[Your goal] Output each line exactly as it appears, skipping any embedded picture.
....................
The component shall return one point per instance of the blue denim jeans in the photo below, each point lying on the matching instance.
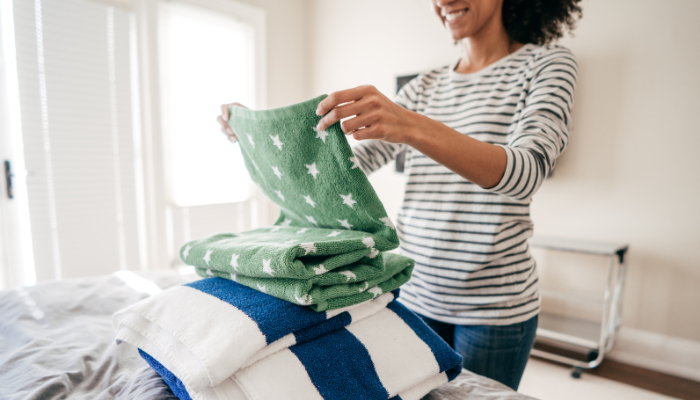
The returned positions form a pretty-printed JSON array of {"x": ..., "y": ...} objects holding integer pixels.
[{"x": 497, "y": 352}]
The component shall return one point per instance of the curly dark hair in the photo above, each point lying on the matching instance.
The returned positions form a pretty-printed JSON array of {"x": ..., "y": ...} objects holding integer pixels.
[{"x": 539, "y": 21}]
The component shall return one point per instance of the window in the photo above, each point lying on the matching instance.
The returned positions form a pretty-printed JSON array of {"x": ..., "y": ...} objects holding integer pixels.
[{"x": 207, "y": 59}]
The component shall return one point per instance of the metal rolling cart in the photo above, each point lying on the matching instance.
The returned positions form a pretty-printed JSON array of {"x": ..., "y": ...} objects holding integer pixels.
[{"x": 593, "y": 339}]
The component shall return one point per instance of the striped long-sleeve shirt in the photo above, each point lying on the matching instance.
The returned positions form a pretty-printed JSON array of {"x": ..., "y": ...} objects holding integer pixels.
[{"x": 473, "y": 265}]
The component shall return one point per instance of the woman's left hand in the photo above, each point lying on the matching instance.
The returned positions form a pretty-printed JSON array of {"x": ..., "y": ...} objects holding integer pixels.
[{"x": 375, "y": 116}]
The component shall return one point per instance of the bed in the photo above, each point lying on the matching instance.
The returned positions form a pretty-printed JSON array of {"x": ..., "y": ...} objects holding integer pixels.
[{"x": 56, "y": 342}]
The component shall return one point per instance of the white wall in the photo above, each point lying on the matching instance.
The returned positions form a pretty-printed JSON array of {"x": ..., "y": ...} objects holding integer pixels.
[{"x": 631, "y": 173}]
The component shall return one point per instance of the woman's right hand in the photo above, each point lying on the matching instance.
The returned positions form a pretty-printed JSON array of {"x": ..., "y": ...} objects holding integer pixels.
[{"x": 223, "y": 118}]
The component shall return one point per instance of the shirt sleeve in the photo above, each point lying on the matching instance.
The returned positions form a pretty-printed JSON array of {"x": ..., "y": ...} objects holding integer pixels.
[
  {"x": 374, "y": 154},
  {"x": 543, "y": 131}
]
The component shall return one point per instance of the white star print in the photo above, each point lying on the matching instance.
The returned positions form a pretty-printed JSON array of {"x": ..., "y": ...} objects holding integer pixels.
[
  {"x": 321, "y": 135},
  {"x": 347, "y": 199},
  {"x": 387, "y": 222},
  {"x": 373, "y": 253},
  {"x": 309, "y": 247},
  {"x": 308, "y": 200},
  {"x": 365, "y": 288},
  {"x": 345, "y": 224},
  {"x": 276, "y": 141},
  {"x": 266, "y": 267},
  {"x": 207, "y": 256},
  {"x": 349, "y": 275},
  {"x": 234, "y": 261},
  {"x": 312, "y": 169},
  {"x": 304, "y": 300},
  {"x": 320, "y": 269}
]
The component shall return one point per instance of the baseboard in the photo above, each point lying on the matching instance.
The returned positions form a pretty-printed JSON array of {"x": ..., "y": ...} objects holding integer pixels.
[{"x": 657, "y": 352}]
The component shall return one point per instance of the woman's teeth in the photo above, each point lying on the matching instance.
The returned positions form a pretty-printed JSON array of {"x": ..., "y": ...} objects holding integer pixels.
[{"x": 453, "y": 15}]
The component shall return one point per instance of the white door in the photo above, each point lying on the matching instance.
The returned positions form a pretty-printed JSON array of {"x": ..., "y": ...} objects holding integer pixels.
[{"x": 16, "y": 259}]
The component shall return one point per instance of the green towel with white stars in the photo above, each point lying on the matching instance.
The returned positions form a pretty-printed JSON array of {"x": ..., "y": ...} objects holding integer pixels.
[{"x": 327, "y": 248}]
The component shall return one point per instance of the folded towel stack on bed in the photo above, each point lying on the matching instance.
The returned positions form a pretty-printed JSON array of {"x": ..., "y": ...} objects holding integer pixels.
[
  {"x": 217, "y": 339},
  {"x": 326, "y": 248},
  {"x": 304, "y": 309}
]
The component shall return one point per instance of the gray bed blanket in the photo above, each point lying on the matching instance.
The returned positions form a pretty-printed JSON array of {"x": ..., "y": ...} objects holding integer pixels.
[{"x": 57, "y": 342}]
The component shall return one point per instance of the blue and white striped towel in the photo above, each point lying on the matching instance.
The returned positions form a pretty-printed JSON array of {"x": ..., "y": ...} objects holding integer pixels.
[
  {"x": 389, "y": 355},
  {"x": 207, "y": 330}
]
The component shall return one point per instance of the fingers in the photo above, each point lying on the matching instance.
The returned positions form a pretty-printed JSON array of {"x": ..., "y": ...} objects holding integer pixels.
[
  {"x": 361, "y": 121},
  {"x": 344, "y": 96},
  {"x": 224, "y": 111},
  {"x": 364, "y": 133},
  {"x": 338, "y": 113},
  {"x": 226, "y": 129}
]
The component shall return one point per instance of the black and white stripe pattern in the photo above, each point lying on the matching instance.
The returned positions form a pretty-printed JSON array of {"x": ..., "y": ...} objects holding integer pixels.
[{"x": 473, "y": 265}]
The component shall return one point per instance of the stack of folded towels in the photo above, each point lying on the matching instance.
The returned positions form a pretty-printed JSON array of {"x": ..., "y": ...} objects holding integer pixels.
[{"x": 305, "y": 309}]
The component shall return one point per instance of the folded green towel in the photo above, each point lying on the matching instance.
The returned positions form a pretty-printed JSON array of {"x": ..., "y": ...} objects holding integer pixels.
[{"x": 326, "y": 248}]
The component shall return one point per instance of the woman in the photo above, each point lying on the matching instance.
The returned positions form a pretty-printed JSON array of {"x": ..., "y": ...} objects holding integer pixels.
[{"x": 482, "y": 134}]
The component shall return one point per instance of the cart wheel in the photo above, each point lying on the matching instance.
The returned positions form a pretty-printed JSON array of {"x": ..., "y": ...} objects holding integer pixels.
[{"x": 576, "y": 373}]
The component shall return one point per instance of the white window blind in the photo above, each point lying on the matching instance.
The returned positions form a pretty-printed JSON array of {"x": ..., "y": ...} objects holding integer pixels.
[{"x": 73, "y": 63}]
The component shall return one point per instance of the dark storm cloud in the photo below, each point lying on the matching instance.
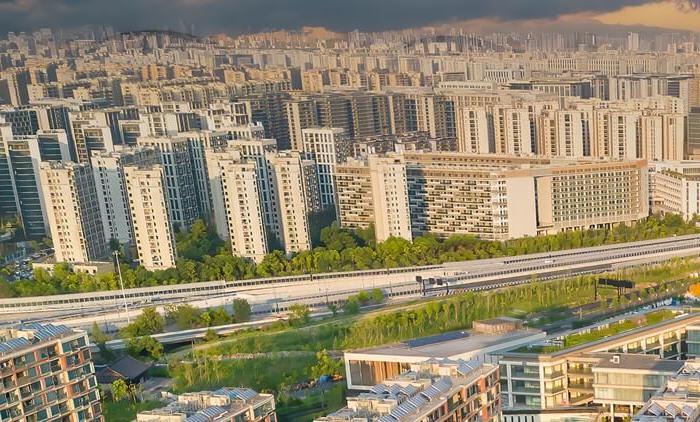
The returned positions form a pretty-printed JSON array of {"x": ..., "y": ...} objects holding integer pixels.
....................
[In response]
The component shall return one point per instance of the blue denim jeans in the photo below, each point lying on the matching instance.
The returned positions form a pretty-printed JSON array of {"x": ..., "y": ...} objects holding integer pixels.
[{"x": 497, "y": 352}]
The component shall return one point per instance of the curly dark hair in the photo above, each point lying on the matching instance.
The returned positions form a pretty-printed JSON array of {"x": ..., "y": ...} objects holding integer pixels.
[{"x": 539, "y": 21}]
The component shall return one point per instance of the window in the photo above, each point lying on the matching instance.
The returned positions form a pretty-printed JSON array of {"x": ..., "y": ...} objects holding integer pixels.
[{"x": 207, "y": 59}]
The component shall return one point per instance of the metal rolling cart in the photo above, each point lying on the matching instance.
The returned positions form a pretty-printed JSON array of {"x": ..., "y": ...} objects holding integer pixels.
[{"x": 593, "y": 339}]
The component shall return one point per instance of the striped long-sleeve shirt in the photo above, each point lying on the matching instance.
The returned positions form a pretty-printed JSON array of {"x": ..., "y": ...} objects holding integer pixels.
[{"x": 473, "y": 265}]
The component shall return one point per instance of the woman's left hand in the photo above, each point lying on the matching instance.
The returned positions form a pretty-printed JSON array of {"x": ..., "y": ...} objects holding integer pixels.
[{"x": 375, "y": 116}]
The component shall return one point per instance of the bed in the photo above, each point lying on the matching instance.
The returned positions form a pretty-printed JSON array of {"x": ..., "y": ...} objects holding integer pixels.
[{"x": 56, "y": 342}]
The component shall return one point per instance of the white wall in the photo above, each point lying on the matching instance.
The returned positions form a pretty-printed JSON array of {"x": ..., "y": ...} objects holding integer pixels.
[{"x": 631, "y": 173}]
The component shall return one point per instance of the woman's right hand in the photo above, each point lying on the matching instance.
The returned positions form a pretty-printed JSON array of {"x": ..., "y": ...} objects holding integer pixels.
[{"x": 223, "y": 118}]
The component shall return one point per instance of the shirt sleeve in the photo above, each point lying on the matching instance.
The returned positions form a pretty-printed JSON array of {"x": ..., "y": ...} objects holding integer pixels.
[
  {"x": 374, "y": 154},
  {"x": 543, "y": 131}
]
The component shall return one point per instance of the white star print in the photo above, each point lying on the matching instance.
The returned positions form a pretty-printed JSON array of {"x": ..., "y": ...} objects holding integer pixels.
[
  {"x": 321, "y": 135},
  {"x": 347, "y": 199},
  {"x": 387, "y": 222},
  {"x": 373, "y": 253},
  {"x": 309, "y": 247},
  {"x": 308, "y": 200},
  {"x": 365, "y": 288},
  {"x": 345, "y": 224},
  {"x": 276, "y": 141},
  {"x": 266, "y": 267},
  {"x": 207, "y": 256},
  {"x": 349, "y": 275},
  {"x": 234, "y": 261},
  {"x": 312, "y": 169},
  {"x": 304, "y": 300},
  {"x": 320, "y": 269}
]
The component shall return one point per instance of the baseboard in the photo above, each point lying on the matching instance.
The returned positions form a pretty-printed JSON array of {"x": ..., "y": ...} objects holding integer pixels.
[{"x": 657, "y": 352}]
The component shall return one point per instance of the woman's teeth in the photo above, each point lying on the matching instance.
The returned positions form a pretty-printed JSON array of {"x": ..., "y": ...} objects holding integer pixels.
[{"x": 453, "y": 15}]
The component shall return one point per instance of the white door in the photo above, each point lying on the matching instance.
The returned positions form a pretty-printed JSON array of {"x": ..., "y": ...} objects holding integer pixels.
[{"x": 16, "y": 259}]
The component shall return one point per instance of the green towel with white stars in the photo above, each point lying on the matching instance.
The returned positions form a pretty-printed JSON array of {"x": ..., "y": ...} objects holding integer pixels.
[{"x": 327, "y": 248}]
The component shall return one point per instance of the folded towel stack on bed in the photo above, each point lying on the matching instance.
The returned positions form a pretty-printed JSON array of {"x": ..., "y": ...} objects holding integer pixels.
[
  {"x": 217, "y": 339},
  {"x": 326, "y": 248},
  {"x": 304, "y": 309}
]
The component shall return one point per instance of the gray bed blanket in the photo above, each point lying on the matching instance.
The returned positions form a pretty-printed JSON array of {"x": ..., "y": ...} objects holding integer pixels.
[{"x": 57, "y": 342}]
The component shall return one point per instance of the blue and white striped towel in the photo above, each point lying on the matching instance.
The returned positions form a pretty-printed JSON array of {"x": ..., "y": ...} objects holding integer pixels.
[
  {"x": 389, "y": 355},
  {"x": 207, "y": 330}
]
The component shall return one point per instance of the fingers in the photo above, each point lying on the matching instance.
The returned positions form a pretty-printed JSON array of {"x": ..., "y": ...} objects holding integer pixels.
[
  {"x": 361, "y": 121},
  {"x": 344, "y": 96},
  {"x": 224, "y": 111},
  {"x": 364, "y": 133},
  {"x": 338, "y": 113},
  {"x": 226, "y": 129}
]
The component shall return one point per instance of the black and white stripe pattern in the photo above, each point lying on the matching instance.
The returned positions form a pretty-printed JSON array of {"x": ..., "y": ...} objects holding integer pixels.
[{"x": 473, "y": 265}]
The component shall return one point per instance of the stack of folded towels in the photo above, each point lying on the matching instance.
The returned positions form a pretty-printed JSON array of {"x": ..., "y": ...} objects holding integer pixels.
[{"x": 305, "y": 309}]
The component shall return one point per instance of the folded green towel in the photo above, each point lying on the matching instance.
The returned positions form a pretty-printed JSON array of {"x": ..., "y": ...} objects holding integer pixels.
[{"x": 326, "y": 248}]
The component shall return one point per instance of the woman in the photo above, each point lying on the matching instance.
The returned positions form a pretty-printed JSON array of {"x": ..., "y": ...} objects holding integer pixels.
[{"x": 482, "y": 134}]
The component shall return one point per instance of the cart wheel in the photo above, each point lying on the matching instance.
The returned positions form a pretty-printed JSON array of {"x": ..., "y": ...} objects holding integer pixels.
[{"x": 576, "y": 373}]
The component shall return one point per instance of the white window blind in the photo above, each point lying on the matching instance.
The returned positions form a pretty-printed JSON array of {"x": ..., "y": ...} objects holding integer pixels.
[{"x": 73, "y": 63}]
The component shall return one point per instance of the dark storm cloud in the photo below, each point lying on the matching instance.
The returned positions form a pretty-printed JSON array of {"x": ..., "y": ...} objects holding integer pixels.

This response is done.